— begin Text extract —

But when I first got a book published, large parts of the industry operated on a kind of amateur hit-and-hope basis, or at least they seemed to. Publishers still needed to make money but they had perhaps more established and secure markets, like libraries, to build a business on. Also, no one else was hard selling as much as they do today, so they could all take the time to build a writer's career. All of which meant that a lot of writers could think about nothing but their writing, leaving the nasty business stuff, such as it was, to the publisher and perhaps to the agent (although agents weren't as prevalent when I started).
Oh, but how things changed. While before, an editor could find a book in the slush pile, call in the writer, give him a contract, work on the book, then pass it to the publishing team, nowadays she has to, before doing anything else, sell that book to her team. And the way she does that is in the same way the marketing team will sell it to the retailers.
So, really, the key stage in many ways now is that initial pitch/blurb/marketing points, etc.
When I finally accepted that I had to be more commercially-minded, I signed up for Dean Wesley Smith's 15 day class in Oregon, which he jointly takes with his wife, Kristine Kathryn Rusch. Throughout the course, a sign sat in clear view to us all: "You are responsible for your own career".

— end Text extract —
— begin Dataset extract —

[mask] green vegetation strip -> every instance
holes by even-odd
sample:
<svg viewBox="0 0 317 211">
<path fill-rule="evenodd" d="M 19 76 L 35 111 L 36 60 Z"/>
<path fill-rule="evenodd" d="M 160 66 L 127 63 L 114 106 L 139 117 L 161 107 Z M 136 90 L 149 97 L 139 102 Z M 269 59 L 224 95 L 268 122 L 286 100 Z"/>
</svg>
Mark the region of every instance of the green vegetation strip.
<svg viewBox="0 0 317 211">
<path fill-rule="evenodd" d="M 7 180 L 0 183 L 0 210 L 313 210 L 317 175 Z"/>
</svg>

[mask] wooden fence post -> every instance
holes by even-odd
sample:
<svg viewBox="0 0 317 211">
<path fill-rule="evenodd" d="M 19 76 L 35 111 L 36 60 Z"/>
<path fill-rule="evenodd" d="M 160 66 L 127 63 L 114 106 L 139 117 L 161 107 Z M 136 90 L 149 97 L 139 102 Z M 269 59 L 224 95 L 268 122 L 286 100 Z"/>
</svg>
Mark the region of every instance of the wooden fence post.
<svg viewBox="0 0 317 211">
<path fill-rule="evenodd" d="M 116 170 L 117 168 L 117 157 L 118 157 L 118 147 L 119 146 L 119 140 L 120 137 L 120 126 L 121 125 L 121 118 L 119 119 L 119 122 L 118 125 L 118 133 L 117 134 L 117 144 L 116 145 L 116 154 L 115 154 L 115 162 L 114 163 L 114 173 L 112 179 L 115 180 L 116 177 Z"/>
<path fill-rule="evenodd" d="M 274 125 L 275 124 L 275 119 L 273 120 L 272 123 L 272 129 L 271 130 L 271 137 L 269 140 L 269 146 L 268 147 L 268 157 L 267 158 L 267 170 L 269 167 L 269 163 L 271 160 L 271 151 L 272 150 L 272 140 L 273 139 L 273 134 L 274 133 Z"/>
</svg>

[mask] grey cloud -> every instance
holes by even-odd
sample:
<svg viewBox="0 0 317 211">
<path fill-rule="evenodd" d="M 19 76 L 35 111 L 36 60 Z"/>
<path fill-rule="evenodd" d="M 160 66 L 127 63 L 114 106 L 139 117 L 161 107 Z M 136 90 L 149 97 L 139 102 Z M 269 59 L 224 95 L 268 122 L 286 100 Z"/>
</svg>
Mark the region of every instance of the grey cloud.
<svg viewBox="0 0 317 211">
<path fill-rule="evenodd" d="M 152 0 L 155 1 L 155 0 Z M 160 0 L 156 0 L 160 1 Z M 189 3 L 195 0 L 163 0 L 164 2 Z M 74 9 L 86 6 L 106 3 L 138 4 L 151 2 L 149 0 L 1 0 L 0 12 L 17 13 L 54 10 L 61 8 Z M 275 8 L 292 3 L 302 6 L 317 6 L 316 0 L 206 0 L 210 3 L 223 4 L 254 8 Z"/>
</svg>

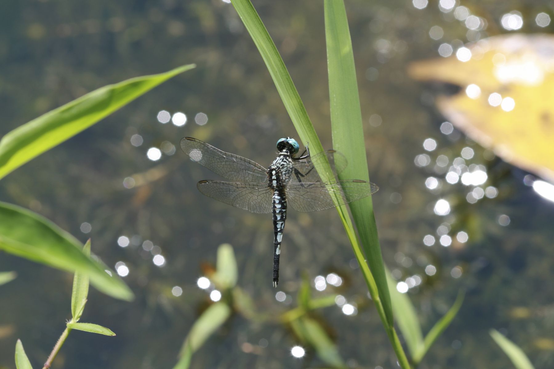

— end Dataset extract —

Do these statements agree with the text on publishing? Answer yes or no for each, and quote the words that decide it. (a) Agents were less common when the writer began publishing. (b) These days an editor can work on a book and then pass it to the publishing team before selling it to her team. (c) The class the writer took in Oregon lasted 15 days.

Expected answer:
(a) Yes: "agents weren't as prevalent when I started"
(b) No: "nowadays she has to, before doing anything else, sell that book to her team"
(c) Yes: "Dean Wesley Smith's 15 day class in Oregon"